[Point annotation listing]
-- begin --
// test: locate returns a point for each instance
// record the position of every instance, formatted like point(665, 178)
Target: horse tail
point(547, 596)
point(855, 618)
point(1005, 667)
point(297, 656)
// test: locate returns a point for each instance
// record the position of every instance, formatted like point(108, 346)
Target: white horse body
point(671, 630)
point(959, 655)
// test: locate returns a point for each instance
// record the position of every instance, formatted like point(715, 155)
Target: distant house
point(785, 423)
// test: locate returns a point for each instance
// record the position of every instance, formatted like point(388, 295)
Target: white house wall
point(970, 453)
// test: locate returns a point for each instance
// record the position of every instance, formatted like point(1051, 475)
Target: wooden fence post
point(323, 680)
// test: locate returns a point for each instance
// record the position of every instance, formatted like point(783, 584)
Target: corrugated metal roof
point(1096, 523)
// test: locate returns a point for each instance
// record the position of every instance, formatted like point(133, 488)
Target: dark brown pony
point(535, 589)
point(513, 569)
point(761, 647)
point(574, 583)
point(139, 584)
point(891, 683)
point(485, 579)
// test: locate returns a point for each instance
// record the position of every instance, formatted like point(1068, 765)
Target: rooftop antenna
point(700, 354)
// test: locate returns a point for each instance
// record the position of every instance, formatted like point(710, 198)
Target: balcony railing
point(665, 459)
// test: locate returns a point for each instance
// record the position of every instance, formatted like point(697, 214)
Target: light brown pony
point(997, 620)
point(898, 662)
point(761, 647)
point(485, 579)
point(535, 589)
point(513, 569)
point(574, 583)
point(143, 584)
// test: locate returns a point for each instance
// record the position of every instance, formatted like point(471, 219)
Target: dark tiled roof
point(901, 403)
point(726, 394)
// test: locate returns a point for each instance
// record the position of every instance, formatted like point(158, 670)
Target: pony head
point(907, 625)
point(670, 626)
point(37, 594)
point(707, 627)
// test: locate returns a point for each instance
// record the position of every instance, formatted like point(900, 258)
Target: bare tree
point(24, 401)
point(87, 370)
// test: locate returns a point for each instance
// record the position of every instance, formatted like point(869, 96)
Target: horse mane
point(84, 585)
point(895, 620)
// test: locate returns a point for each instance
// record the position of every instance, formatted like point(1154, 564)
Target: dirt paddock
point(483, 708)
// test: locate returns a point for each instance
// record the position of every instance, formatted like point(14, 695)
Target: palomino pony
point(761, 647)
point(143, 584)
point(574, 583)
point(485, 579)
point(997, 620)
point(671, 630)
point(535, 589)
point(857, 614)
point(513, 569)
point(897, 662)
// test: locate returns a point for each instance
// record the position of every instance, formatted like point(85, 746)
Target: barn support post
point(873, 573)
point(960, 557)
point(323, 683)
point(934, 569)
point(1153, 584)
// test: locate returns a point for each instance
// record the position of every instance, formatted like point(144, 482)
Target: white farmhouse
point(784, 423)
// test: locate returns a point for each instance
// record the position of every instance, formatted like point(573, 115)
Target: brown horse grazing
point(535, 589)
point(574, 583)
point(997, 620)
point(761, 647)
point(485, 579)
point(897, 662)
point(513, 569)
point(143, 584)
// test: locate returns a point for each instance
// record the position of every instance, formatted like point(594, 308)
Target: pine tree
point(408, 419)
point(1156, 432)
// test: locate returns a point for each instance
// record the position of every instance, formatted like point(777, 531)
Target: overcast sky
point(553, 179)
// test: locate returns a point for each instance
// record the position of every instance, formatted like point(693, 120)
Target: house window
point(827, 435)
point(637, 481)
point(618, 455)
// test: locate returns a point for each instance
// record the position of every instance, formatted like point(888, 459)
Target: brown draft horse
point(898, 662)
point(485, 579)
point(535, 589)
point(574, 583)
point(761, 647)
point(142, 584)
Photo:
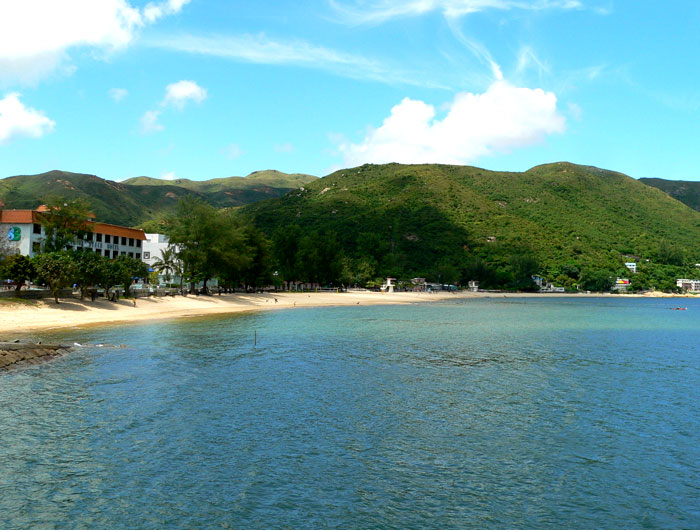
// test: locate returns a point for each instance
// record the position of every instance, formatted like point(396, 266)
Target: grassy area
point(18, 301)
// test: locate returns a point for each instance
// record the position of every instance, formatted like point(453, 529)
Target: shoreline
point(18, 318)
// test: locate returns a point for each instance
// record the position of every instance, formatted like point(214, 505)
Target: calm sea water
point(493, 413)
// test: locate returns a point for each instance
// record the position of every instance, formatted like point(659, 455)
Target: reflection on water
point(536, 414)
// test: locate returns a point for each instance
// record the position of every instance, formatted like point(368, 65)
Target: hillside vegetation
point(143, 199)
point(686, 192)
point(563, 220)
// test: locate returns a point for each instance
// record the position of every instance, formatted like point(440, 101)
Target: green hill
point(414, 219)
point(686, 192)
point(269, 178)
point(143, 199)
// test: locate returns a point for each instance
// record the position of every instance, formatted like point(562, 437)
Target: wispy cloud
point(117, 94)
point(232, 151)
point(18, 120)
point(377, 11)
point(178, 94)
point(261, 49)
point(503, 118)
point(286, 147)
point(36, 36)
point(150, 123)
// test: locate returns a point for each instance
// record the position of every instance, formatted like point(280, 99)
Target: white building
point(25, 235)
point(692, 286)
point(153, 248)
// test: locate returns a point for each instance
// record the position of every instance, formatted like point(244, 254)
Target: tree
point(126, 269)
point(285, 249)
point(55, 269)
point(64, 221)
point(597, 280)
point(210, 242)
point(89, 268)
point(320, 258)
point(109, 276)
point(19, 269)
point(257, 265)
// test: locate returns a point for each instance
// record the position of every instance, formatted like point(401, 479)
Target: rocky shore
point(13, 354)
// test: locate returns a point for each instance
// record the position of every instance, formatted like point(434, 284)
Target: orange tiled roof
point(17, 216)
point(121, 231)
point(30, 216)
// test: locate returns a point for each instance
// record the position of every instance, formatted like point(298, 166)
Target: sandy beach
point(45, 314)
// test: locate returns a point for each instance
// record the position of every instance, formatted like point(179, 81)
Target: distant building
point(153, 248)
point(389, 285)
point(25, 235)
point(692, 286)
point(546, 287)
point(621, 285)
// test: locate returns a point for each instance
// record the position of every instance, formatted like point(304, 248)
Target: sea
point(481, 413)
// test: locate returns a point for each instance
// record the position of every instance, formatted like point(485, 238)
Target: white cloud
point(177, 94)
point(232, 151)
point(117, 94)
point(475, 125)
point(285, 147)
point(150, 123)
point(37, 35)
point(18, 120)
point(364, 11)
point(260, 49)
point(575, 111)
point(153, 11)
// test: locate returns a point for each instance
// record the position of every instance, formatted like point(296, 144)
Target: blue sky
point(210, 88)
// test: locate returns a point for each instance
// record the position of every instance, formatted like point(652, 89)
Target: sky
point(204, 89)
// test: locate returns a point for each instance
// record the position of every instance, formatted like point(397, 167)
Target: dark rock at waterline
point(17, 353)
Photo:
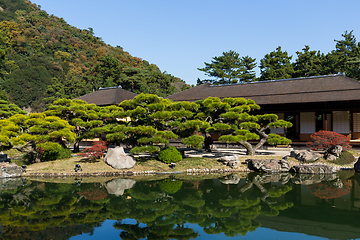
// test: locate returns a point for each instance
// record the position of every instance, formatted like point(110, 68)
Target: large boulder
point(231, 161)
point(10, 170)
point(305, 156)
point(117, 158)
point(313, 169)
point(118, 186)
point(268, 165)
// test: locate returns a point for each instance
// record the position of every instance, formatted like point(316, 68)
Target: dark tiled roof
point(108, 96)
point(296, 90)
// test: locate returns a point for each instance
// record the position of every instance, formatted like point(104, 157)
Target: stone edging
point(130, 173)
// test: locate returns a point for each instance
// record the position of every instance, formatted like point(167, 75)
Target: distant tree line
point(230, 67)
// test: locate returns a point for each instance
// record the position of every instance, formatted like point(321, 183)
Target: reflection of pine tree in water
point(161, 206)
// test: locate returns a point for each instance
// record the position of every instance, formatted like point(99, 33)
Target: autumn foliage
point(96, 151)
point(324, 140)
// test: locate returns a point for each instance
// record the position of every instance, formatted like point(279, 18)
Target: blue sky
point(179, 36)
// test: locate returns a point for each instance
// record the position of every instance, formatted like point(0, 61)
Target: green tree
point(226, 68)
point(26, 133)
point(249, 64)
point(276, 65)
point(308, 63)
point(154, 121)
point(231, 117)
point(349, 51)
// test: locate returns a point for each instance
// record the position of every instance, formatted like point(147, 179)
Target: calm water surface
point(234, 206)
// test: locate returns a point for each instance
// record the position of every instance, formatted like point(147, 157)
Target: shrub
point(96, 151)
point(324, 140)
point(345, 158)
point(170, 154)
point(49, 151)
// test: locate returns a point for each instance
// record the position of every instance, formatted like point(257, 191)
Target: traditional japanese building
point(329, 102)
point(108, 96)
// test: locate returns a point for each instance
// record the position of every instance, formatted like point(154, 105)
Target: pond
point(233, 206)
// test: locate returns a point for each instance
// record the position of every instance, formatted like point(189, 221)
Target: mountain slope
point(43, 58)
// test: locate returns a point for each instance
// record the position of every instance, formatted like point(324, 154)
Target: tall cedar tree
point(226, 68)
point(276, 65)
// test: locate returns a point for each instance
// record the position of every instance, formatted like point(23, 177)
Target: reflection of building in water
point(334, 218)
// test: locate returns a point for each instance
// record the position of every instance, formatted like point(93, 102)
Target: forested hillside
-- end --
Copy out word for word everything from the top of the listing above down to and including the line containing "point(959, 655)".

// test: locate returns a point for each instance
// record the position of every instance, formatted like point(665, 178)
Target: horse tail
point(547, 596)
point(855, 618)
point(1005, 667)
point(297, 656)
// test: locate returns a point for each instance
// record the position of every instance, formatted like point(108, 346)
Target: white horse body
point(671, 630)
point(959, 655)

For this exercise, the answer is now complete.